Top of Document passage

This usually involves the relationship dynamic (or lack thereof) with your parents.
We have all had bad experiences in our childhood, some more than others, and there are a lot of ways that these relational experiences affect us and manifest in our adult life.
The Inner Child is another name for the embodiment of concealed emotions and damage done to you by negative childhood experiences.
This usually involves the relationship dynamic (or lack thereof) with your parents.
If you are a Christian woman looking to identify and heal your inner child issues, but want to steer of going down an ungodly “rabbit-trail”, you are in the right place, my dear!
The first step to inner child healing is to identify what happened to you.
If you are new to this process and have not yet taken steps to bring these issues to the surface in a safe, Christian context, I’ve created a free e-course called Healing Your Heart When Your Family of Origin Was Broken By Divorce, to help you through this process.
No two stories are exactly the same, but I can assure you of this:
Growing up without solid primary examples to model a healthy marriage, relationships, priorities and life balance, leaves us each to come away with our own mixed-bag of quirky, self-sabotaging tendencies.

Bottom of Document passage

[Brief]
From the inner child passage above, write out the stretch from "The first step" through "through this process.", word for word.

Top of Record excerpts

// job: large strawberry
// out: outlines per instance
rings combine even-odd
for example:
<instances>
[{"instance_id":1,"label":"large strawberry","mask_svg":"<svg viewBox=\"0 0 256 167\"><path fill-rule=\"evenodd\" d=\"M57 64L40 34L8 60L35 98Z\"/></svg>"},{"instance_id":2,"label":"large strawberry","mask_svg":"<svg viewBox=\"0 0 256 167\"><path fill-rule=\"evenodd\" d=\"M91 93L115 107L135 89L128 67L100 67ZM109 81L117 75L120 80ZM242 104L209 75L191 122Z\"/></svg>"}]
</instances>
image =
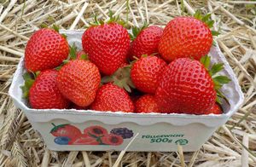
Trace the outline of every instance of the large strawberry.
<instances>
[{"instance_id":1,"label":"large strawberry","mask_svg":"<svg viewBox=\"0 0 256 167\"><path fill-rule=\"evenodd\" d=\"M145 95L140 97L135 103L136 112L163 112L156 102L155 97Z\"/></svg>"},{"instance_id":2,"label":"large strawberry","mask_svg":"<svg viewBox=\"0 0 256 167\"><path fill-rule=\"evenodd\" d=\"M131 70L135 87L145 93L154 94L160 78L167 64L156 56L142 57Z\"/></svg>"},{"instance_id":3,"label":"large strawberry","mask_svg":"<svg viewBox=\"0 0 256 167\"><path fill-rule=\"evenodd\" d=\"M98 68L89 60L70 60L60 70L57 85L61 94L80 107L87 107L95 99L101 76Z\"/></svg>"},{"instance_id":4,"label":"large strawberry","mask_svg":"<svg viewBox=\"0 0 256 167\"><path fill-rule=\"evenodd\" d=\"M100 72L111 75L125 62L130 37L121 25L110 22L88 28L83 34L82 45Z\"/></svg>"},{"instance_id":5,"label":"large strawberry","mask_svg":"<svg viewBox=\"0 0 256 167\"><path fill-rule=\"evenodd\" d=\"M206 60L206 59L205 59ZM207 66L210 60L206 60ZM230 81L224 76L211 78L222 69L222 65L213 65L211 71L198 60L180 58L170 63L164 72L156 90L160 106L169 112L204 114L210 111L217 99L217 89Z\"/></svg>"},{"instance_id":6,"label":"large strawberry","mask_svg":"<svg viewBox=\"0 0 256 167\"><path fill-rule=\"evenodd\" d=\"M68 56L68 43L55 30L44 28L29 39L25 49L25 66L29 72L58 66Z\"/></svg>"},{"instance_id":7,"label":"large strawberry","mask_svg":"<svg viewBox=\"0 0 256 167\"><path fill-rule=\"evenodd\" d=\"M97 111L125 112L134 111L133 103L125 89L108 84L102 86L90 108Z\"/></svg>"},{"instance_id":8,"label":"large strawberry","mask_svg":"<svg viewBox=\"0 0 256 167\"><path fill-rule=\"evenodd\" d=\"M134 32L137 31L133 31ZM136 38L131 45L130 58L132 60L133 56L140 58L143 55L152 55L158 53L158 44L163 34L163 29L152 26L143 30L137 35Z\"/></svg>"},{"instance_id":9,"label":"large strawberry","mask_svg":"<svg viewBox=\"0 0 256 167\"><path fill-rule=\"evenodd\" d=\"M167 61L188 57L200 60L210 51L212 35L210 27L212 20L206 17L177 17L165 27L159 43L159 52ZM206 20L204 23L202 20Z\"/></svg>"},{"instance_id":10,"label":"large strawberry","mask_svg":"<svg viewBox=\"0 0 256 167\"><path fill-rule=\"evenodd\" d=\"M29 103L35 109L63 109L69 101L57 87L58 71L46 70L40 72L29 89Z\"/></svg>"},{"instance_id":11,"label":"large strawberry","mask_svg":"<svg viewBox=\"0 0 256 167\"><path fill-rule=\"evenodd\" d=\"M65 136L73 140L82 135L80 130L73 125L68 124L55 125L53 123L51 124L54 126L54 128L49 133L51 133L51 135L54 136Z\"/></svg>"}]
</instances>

Bottom of Record excerpts

[Your solution]
The first step to inner child healing is to identify what happened to you.
If you are new to this process and have not yet taken steps to bring these issues to the surface in a safe, Christian context, I’ve created a free e-course called Healing Your Heart When Your Family of Origin Was Broken By Divorce, to help you through this process.